# Task description
Please copy the material below word for word, keeping every line as it stands.
* Start Material for this exercise *
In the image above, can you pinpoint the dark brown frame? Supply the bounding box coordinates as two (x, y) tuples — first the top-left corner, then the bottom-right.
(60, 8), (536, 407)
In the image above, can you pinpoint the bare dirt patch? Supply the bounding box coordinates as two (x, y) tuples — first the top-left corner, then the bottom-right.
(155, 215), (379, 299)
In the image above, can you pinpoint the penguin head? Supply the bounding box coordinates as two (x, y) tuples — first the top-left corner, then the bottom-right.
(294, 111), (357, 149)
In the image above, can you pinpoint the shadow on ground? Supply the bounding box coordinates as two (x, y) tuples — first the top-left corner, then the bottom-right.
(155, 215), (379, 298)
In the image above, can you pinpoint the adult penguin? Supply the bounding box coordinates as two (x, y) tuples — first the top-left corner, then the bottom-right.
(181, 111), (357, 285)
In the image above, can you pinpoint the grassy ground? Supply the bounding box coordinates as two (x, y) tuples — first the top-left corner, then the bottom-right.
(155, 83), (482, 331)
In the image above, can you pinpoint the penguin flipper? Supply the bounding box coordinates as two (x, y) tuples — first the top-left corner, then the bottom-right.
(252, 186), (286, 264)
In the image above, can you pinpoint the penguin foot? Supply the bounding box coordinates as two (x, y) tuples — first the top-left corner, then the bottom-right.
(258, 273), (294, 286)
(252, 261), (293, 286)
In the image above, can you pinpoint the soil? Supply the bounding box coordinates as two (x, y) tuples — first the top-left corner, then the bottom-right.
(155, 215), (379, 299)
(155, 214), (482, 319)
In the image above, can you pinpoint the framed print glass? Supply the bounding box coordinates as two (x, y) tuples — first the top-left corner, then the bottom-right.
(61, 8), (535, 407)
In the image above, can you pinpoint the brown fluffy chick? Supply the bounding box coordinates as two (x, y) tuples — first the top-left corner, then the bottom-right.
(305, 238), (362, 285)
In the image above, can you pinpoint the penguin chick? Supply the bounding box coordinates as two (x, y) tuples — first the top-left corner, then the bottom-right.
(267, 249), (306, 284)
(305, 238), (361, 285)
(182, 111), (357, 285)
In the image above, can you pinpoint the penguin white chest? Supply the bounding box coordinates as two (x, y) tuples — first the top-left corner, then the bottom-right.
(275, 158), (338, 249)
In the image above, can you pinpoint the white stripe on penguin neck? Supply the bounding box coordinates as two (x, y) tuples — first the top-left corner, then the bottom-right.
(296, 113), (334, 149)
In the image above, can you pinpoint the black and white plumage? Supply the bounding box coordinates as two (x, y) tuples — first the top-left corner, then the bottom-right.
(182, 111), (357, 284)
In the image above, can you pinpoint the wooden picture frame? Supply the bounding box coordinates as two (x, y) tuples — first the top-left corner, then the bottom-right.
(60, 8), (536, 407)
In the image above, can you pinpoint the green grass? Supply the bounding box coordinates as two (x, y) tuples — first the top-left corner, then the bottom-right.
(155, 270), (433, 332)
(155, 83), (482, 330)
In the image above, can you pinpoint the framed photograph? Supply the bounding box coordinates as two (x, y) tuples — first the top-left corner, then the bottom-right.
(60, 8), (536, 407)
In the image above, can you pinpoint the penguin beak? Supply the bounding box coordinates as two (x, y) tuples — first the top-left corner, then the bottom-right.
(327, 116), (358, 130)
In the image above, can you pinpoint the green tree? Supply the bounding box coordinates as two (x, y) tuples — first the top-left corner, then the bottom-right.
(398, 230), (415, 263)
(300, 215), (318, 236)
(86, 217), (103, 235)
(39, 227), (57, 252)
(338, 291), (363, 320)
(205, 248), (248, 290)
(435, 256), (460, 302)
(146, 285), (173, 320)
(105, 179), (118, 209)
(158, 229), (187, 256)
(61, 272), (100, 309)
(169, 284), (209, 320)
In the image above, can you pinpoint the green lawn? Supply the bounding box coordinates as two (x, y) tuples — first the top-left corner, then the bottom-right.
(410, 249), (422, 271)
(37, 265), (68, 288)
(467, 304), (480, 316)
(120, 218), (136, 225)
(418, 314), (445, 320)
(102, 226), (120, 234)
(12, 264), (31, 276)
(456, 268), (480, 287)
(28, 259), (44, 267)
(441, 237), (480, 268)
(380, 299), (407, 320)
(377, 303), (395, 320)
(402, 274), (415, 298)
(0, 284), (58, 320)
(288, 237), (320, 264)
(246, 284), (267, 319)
* End Material for this exercise *
# Full output
In the image above, can you pinpoint the dark brown frame? Supply the bounding box coordinates as two (x, y) tuples — first the top-left corner, then the bottom-right.
(60, 8), (536, 407)
In the image above, can you pinpoint the bare dirt patch? Supply the bounding box coordinates as two (x, y) tuples — first the top-left corner, then the bottom-right.
(155, 215), (379, 299)
In the image above, can you pinpoint the penguin head? Supply the bounding box coordinates as two (x, y) tuples — first the top-left corner, then the bottom-right.
(294, 111), (357, 149)
In the image above, can you pinpoint the shadow on ground? Supply the bounding box coordinates as two (x, y) tuples — first the top-left corner, then the bottom-right.
(155, 215), (379, 298)
In the image above, can you pinpoint the adult penguin? Supply the bounding box coordinates as two (x, y) tuples — first the top-left corner, then the bottom-right.
(181, 111), (357, 285)
In the image above, can you pinpoint the grassy ground? Supply the bounding box coordinates as two (x, y) tuples — first the top-left corner, then the bottom-right.
(155, 83), (482, 331)
In the image above, can you pinpoint the penguin flipper? Supply the bounding box coordinates as two (x, y) tuples — first the top-left corner, then the bottom-right.
(252, 186), (286, 264)
In the image above, can you pinpoint the penguin foot? Supply the bounding box coordinates as two (x, y) tuples — first the top-left corner, then the bottom-right.
(258, 273), (294, 286)
(252, 261), (293, 286)
In the image above, can you pinpoint the soil? Supply the bounding box coordinates as two (x, y) tuples — first the top-left corner, then the bottom-right.
(155, 215), (379, 299)
(155, 214), (482, 319)
In the image above, can you pinpoint the framed print glass? Supply the bounding box coordinates as two (x, y) tuples — first the top-left corner, then the bottom-right.
(61, 8), (535, 407)
In the image above, can you pinpoint the brown fluffy chick? Supply the bounding box coordinates as two (x, y) tuples — first the top-left corner, then the bottom-right.
(305, 238), (362, 285)
In the image above, can you pinpoint the penguin chick? Supply the bounding box coordinates as two (x, y) tuples — first the top-left corner, then the bottom-right.
(267, 249), (306, 284)
(305, 238), (361, 285)
(182, 111), (357, 285)
In the image above, can you pinpoint the penguin white chest? Supply the bounding box coordinates as two (x, y) tuples — first the top-left corner, then the bottom-right.
(275, 158), (338, 249)
In the image above, can you pinpoint the white stripe on penguin neck? Supply the bounding box coordinates as two (x, y) tuples — first the top-left corner, then the bottom-right.
(296, 113), (334, 149)
In the image above, can you pinpoint the black and white plumage? Supply the bounding box coordinates as two (x, y) tuples — first the top-left corner, then the bottom-right.
(182, 111), (357, 284)
In the image above, can you pinpoint the wooden picture frame? Supply the bounding box coordinates as two (x, y) tuples — first the top-left corner, then the bottom-right.
(60, 8), (536, 407)
In the image above, can you pinpoint the green grass? Supply the bounding box coordinates as two (x, y) tuples — first the top-left corner, then the bottom-right.
(155, 270), (433, 332)
(155, 83), (482, 330)
In the image above, can you pinpoint the framed photograph? Supply the bounding box coordinates as two (x, y) tuples — first the top-left corner, then the bottom-right.
(60, 8), (536, 407)
In the image above, can you pinpoint the penguin beak? Supply the bounding box coordinates as two (x, y) tuples — first the top-left corner, then the bottom-right.
(327, 116), (358, 130)
In the image above, can you pinpoint the green tree? Supply the bounding box coordinates as two (x, y) tuples — first the top-left corner, then the bottom-right.
(398, 230), (415, 263)
(300, 215), (318, 236)
(86, 217), (103, 235)
(39, 227), (57, 252)
(338, 291), (363, 320)
(205, 248), (248, 290)
(435, 256), (460, 302)
(146, 285), (173, 320)
(105, 179), (118, 209)
(158, 229), (187, 256)
(61, 272), (100, 309)
(169, 284), (209, 320)
In the image above, can you pinpoint the green lawn? Supply the bounding box coordinates as two (x, y) tuples — first the top-left corner, then the bottom-right.
(410, 249), (422, 271)
(37, 265), (68, 288)
(467, 304), (480, 316)
(120, 218), (136, 225)
(418, 314), (445, 320)
(102, 226), (120, 234)
(12, 264), (31, 276)
(456, 268), (480, 287)
(28, 259), (44, 267)
(441, 237), (480, 268)
(380, 299), (407, 320)
(377, 303), (395, 320)
(402, 274), (415, 298)
(0, 284), (58, 320)
(288, 237), (320, 264)
(246, 284), (267, 319)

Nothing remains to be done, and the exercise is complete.